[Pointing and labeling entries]
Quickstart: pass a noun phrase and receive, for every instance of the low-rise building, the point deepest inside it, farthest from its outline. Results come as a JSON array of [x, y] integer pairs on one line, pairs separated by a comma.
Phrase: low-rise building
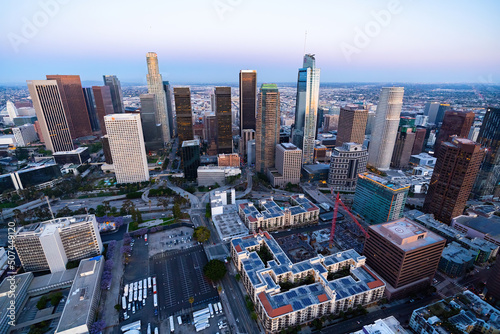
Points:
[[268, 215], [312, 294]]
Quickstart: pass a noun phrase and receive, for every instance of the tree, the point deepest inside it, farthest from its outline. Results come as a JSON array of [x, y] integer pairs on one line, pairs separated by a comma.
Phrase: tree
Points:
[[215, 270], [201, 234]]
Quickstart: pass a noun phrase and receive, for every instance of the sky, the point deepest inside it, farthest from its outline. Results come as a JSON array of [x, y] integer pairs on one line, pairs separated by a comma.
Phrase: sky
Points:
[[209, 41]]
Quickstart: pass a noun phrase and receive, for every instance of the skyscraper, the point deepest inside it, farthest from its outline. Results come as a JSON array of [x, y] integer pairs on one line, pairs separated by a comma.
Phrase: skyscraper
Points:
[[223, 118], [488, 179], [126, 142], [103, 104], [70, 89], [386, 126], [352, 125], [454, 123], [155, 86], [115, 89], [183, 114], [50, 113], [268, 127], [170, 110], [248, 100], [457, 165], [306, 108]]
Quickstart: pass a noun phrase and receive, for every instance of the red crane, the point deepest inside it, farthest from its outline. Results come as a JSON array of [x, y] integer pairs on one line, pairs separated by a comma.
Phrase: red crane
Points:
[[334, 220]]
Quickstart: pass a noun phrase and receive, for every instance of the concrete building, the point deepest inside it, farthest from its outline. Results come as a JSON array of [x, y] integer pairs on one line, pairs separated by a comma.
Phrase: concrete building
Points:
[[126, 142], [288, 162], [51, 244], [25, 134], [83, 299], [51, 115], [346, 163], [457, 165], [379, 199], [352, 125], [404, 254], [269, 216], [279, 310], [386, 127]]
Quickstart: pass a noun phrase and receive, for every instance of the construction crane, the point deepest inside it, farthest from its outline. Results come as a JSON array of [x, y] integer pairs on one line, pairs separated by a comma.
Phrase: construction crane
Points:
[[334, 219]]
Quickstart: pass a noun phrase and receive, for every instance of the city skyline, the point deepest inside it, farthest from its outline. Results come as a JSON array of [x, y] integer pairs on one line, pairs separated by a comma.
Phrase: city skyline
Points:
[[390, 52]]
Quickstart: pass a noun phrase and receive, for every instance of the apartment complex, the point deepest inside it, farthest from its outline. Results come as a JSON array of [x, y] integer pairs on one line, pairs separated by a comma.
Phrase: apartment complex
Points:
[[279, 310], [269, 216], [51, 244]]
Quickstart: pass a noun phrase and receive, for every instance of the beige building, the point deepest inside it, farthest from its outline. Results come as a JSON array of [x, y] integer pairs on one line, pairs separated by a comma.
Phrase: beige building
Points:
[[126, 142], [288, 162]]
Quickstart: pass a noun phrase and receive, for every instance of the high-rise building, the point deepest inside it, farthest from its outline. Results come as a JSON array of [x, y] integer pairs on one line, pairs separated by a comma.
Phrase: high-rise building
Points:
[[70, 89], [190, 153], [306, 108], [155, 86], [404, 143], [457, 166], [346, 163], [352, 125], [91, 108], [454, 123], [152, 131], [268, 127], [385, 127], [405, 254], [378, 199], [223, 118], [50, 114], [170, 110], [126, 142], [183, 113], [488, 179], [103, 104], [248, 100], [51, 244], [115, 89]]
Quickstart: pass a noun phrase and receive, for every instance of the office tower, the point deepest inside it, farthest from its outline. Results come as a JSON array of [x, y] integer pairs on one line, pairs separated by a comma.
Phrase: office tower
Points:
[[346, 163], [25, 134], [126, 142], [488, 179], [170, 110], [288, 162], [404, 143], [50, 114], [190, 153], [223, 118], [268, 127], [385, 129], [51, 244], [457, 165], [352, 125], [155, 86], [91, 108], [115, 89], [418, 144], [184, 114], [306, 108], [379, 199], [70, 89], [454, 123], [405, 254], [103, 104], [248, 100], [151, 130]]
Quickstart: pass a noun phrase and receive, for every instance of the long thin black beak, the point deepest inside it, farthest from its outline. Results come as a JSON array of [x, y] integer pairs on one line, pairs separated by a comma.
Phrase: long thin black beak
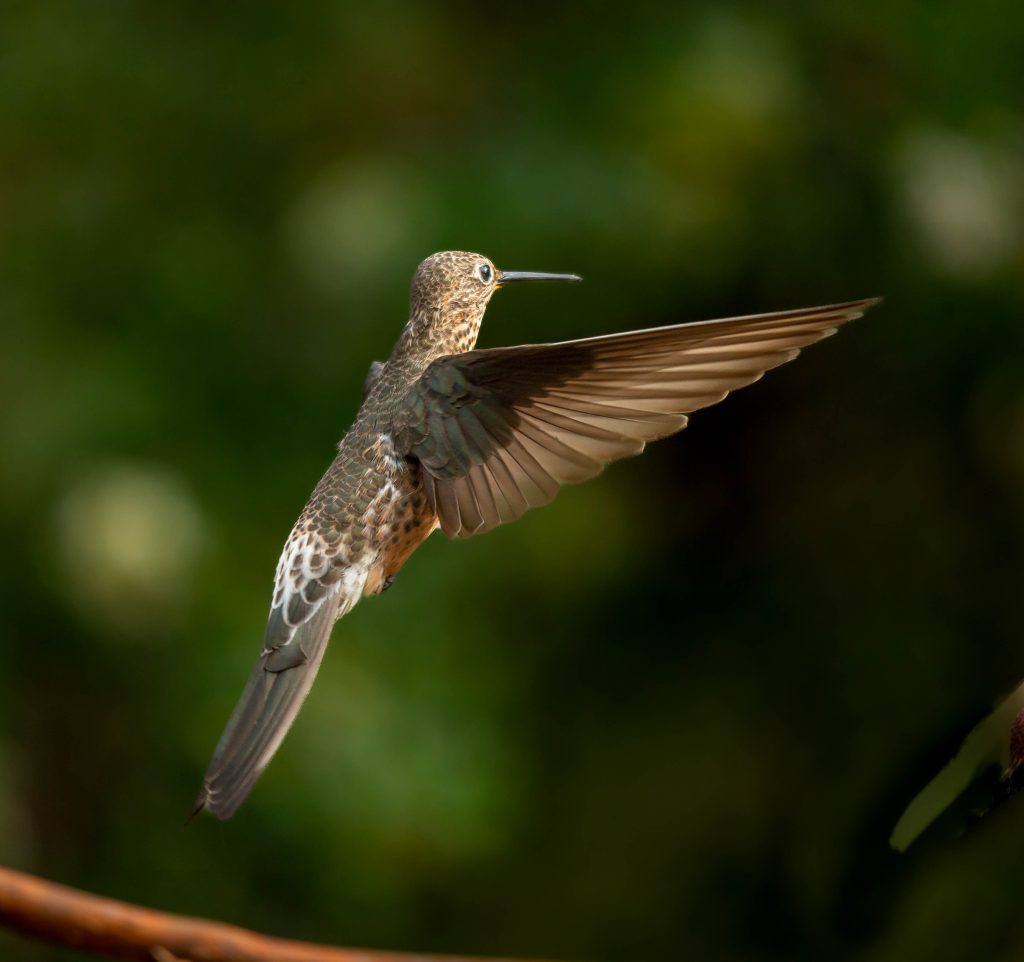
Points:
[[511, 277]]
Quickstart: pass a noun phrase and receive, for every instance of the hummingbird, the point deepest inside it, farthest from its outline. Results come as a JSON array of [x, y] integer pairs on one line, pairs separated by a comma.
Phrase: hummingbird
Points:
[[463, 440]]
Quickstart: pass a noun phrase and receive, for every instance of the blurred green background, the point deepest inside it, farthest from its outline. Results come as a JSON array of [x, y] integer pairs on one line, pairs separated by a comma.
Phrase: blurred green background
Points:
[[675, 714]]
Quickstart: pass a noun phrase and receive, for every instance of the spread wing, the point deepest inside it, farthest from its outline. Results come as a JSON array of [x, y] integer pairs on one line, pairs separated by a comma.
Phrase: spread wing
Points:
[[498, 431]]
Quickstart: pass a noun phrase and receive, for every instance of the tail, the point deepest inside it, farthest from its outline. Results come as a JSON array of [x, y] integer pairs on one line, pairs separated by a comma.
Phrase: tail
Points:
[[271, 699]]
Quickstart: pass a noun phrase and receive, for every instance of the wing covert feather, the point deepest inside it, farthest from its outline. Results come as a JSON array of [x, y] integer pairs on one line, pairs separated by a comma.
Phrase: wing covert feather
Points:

▶ _Task brief_: Nothing but the lines from the line containing "of the long" through the last line of the material may be output, and they must be copied exactly, without pictures.

▶ _Task solution_:
Quickstart: pass a noun phrase and receive, for every instance of the long thin black beak, the point deepest inside it, farthest from its outline. Results come as a JSON array of [x, y] integer pairs on one line, pairs separated by a comma.
Phrase: long thin black beak
Points:
[[511, 277]]
Quickstart: pass a noun phrase and receive, for every instance of the hummingbird, the point deepest inside it, farthest from its outline. Results come as a JSON array of [x, y] integer pairs on one line, pairs separated by a comma.
Phrase: hummingbird
Points:
[[463, 440]]
Quickstart: pass a noun phrase and receive, for every instance of the blurred green background, the point deepest inside it, farthest from its outline. Results come as a JSON array of [x, y] integer pairs on one line, pairs separated by a comma.
Phrase: blurred green background
Points:
[[675, 714]]
Quickstart: pass a noun phrase and receive, for every instance of the spread wing, the point deepest inside it, farthest from its outline. Results come as a JSON array of [x, y] integer pairs on one line, pairs separated by a comma.
Phrase: spread wing
Points:
[[498, 431]]
Quickstart: pass a noun phrase and receive, for every instance of the tail, the point deepest inside it, farthest from its outline. Results come as a JSON array of [x, y] integer pairs on one line, pairs separated by a comma.
Phrase: tail
Points:
[[271, 699]]
Quickstart: pass a noun phrase and receive, for every instance of the wing covert feather, the point deepest inside it, farthest from its outline. Results come as a JSON array of [x, y] integer pairs on one line, pairs separated by a comma.
Phrase: wing covert feather
Points:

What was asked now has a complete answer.